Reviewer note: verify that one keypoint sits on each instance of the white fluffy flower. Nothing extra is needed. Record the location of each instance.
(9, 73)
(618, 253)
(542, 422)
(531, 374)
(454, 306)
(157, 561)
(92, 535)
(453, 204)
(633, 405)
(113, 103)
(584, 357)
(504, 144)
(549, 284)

## [TASK PROMPT]
Turn the material above into a Markdown table with the columns Row and Line, one numbered row per line and no blank lines.

## [RESPONSE]
| Row | Line |
|---|---|
| 1 | Reviewer note: verify that one keypoint sits on each instance of the white fluffy flower. Nothing extra is needed. Record the location of each instance. |
| 2 | (9, 73) |
| 3 | (618, 253) |
| 4 | (542, 422) |
| 5 | (531, 374) |
| 6 | (454, 306) |
| 7 | (157, 561) |
| 8 | (92, 535) |
| 9 | (453, 204) |
| 10 | (633, 405) |
| 11 | (113, 103) |
| 12 | (584, 357) |
| 13 | (504, 144) |
| 14 | (549, 284) |